◆ DATA SUPPLIED
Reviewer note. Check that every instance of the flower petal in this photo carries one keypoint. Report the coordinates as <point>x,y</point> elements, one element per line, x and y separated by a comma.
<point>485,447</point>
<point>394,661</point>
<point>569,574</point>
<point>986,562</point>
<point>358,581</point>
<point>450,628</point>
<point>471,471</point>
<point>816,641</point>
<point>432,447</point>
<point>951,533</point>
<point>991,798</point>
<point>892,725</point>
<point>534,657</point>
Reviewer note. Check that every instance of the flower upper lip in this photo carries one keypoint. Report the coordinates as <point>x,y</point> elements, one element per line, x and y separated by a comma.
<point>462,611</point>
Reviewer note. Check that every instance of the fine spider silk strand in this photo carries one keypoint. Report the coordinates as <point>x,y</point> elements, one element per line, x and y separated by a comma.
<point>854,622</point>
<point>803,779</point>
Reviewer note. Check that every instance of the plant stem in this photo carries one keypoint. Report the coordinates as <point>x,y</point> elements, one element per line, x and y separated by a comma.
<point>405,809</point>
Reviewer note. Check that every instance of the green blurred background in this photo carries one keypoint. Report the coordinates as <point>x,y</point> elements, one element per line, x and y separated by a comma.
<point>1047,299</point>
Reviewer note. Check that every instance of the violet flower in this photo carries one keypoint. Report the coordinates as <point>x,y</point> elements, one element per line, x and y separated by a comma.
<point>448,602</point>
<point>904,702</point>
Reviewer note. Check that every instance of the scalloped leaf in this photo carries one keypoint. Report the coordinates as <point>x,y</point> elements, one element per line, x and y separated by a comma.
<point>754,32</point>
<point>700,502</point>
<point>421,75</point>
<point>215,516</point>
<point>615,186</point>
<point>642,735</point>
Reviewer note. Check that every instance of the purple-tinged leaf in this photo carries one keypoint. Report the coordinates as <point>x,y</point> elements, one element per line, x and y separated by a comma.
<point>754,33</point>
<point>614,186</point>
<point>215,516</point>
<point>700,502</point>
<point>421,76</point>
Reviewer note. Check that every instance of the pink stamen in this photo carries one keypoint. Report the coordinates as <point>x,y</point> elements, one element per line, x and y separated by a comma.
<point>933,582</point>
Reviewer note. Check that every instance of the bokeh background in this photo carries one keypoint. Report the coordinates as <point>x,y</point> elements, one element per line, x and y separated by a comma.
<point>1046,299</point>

◆ WHAT YOU NEED TO DO
Restate the records above word for word.

◆ TASK ANSWER
Reviewer note. Check that every instance of the flower petal in this photo carries one keypoint. Report the coordinates as <point>x,y</point> elements, one element per line, x and y separated by a comma.
<point>485,447</point>
<point>394,661</point>
<point>569,574</point>
<point>986,562</point>
<point>358,581</point>
<point>450,628</point>
<point>471,471</point>
<point>816,641</point>
<point>432,447</point>
<point>951,533</point>
<point>991,798</point>
<point>892,725</point>
<point>534,657</point>
Reviewer note. Check that every instance of the flower upper lip in this photo carries one keypoint. Report the coordinates as <point>x,y</point> elements, one element per line, x and y separated by a comma.
<point>462,611</point>
Reviewer note. Check that every instance of the fine spider silk strand in this photo carries one keypoint. Report the coordinates as <point>x,y</point> elements, one element per line, x and y separated by a comma.
<point>854,622</point>
<point>803,779</point>
Reviewer note. Check that every instance of the plant stem in this photo carries one keypoint. Report the coordinates as <point>x,y</point> elements, one element per line, x and y separated by a comma.
<point>405,809</point>
Reviewer note. Check that every instance of the green blurred background in this photo carries one keypoint. Report the coordinates as <point>x,y</point> elements, one element per line, x and y separated by a comma.
<point>1047,299</point>
Reviewer note. Check that every instance of the violet flower in this photo carries one keypoint. Report the coordinates as <point>x,y</point> elements, one element per line, x and y separated by a comma.
<point>448,602</point>
<point>904,702</point>
Reviewer note. Check that every instance of the scalloped leaf in this photo carries one keypoint. Report the coordinates as <point>x,y</point> elements, one element per line, x and y separated by a comma.
<point>754,32</point>
<point>700,502</point>
<point>421,75</point>
<point>215,516</point>
<point>615,186</point>
<point>642,735</point>
Reviewer note. Check that every instance of the purple-tinged leaf in this photo carries one keypoint. Report the coordinates as <point>x,y</point> elements, one element per line, x and y separated by a comma.
<point>754,33</point>
<point>614,186</point>
<point>215,516</point>
<point>700,502</point>
<point>421,76</point>
Reviewer note. Check that every instance of the pink stamen in this photo carries one keypoint. Report the coordinates as <point>x,y</point> elements, one element per line, x and y separated by a comma.
<point>933,582</point>
Reviewer note. Check that every instance of the bokeh background in this photo carries one keypoint. Report the coordinates as <point>x,y</point> elements, one element per line, x and y separated by a comma.
<point>1046,299</point>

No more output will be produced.